Série de tâches ::
1. D'après le texte sur les navigateurs mobiles, quelle part des smartphones Android Chrome domine-t-il selon les chiffres de 2024 ?
2. Modifiez les enregistrements ci-dessous en remplaçant partout « positive clicks » par « clics positifs », sans rien changer d'autre.

Extrait du texte ::

------------------------------------------------

Londres Défie Google et Apple sur les Navigateurs Mobiles
Et si votre expérience sur internet était bridée sans que vous ne vous en rendiez compte ? Le 12 mars 2025, un pavé dans la mare a été lancé par l’Autorité britannique de la concurrence, la CMA, qui pointe du doigt le règne incontesté de Google et Apple sur les navigateurs mobiles. Dans un rapport fleuve de plus de 600 pages, les experts britanniques dénoncent un duopole qui étouffe l’innovation et limite les choix des utilisateurs au Royaume-Uni. Une bataille antitrust qui pourrait bien redessiner le paysage numérique.
Un monopole qui freine le progrès
Le constat est sans appel : **Chrome** et **Safari** écrasent le marché des navigateurs mobiles. Selon les chiffres de 2024, Safari règne sur 88 % des appareils Apple, tandis que Chrome domine 77 % des smartphones Android. Cette hégémonie, selon la CMA, ne laisse aucune place à la concurrence, au détriment des utilisateurs et des entreprises innovantes.
Un frein à la créativité numérique
Imaginez un monde où les nouvelles idées peinent à émerger, simplement parce que deux géants imposent leurs règles. C’est ce que décrit Margot Daly, présidente du groupe d’enquête du Digital Markets Unit (DMU), une entité créée il y a quatre ans pour surveiller les titans du numérique. Dans une déclaration percutante, elle affirme :
La concurrence entre navigateurs mobiles est en panne, et cela ralentit l’innovation au Royaume-Uni.

------------------------------------------------

Données à examiner ::
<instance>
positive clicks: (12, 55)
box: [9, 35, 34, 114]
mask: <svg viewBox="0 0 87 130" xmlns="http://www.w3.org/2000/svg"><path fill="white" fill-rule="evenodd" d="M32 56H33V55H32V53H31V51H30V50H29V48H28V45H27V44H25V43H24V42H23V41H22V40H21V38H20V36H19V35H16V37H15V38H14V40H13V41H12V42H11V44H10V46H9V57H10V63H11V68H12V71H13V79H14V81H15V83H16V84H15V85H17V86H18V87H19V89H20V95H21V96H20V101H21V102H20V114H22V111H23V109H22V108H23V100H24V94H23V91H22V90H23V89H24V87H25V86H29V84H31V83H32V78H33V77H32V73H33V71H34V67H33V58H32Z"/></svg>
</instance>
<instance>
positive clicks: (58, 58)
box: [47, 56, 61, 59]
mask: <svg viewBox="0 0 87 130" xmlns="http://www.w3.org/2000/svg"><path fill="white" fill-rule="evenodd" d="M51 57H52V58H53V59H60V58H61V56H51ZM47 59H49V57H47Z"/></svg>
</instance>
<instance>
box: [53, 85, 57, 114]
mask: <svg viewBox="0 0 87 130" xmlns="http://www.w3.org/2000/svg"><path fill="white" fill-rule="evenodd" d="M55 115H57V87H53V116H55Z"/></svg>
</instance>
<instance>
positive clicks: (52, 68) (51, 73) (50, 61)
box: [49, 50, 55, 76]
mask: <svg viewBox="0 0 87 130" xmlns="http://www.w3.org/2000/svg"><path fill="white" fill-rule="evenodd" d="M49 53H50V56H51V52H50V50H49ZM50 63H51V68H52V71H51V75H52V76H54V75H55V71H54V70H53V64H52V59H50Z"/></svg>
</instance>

------------------------------------------------

Réponses aux tâches ::
1. 77 %

2.
<instance>
clics positifs: (12, 55)
box: [9, 35, 34, 114]
mask: <svg viewBox="0 0 87 130" xmlns="http://www.w3.org/2000/svg"><path fill="white" fill-rule="evenodd" d="M32 56H33V55H32V53H31V51H30V50H29V48H28V45H27V44H25V43H24V42H23V41H22V40H21V38H20V36H19V35H16V37H15V38H14V40H13V41H12V42H11V44H10V46H9V57H10V63H11V68H12V71H13V79H14V81H15V83H16V84H15V85H17V86H18V87H19V89H20V95H21V96H20V101H21V102H20V114H22V111H23V109H22V108H23V100H24V94H23V91H22V90H23V89H24V87H25V86H29V84H31V83H32V78H33V77H32V73H33V71H34V67H33V58H32Z"/></svg>
</instance>
<instance>
clics positifs: (58, 58)
box: [47, 56, 61, 59]
mask: <svg viewBox="0 0 87 130" xmlns="http://www.w3.org/2000/svg"><path fill="white" fill-rule="evenodd" d="M51 57H52V58H53V59H60V58H61V56H51ZM47 59H49V57H47Z"/></svg>
</instance>
<instance>
box: [53, 85, 57, 114]
mask: <svg viewBox="0 0 87 130" xmlns="http://www.w3.org/2000/svg"><path fill="white" fill-rule="evenodd" d="M55 115H57V87H53V116H55Z"/></svg>
</instance>
<instance>
clics positifs: (52, 68) (51, 73) (50, 61)
box: [49, 50, 55, 76]
mask: <svg viewBox="0 0 87 130" xmlns="http://www.w3.org/2000/svg"><path fill="white" fill-rule="evenodd" d="M49 53H50V56H51V52H50V50H49ZM50 63H51V68H52V71H51V75H52V76H54V75H55V71H54V70H53V64H52V59H50Z"/></svg>
</instance>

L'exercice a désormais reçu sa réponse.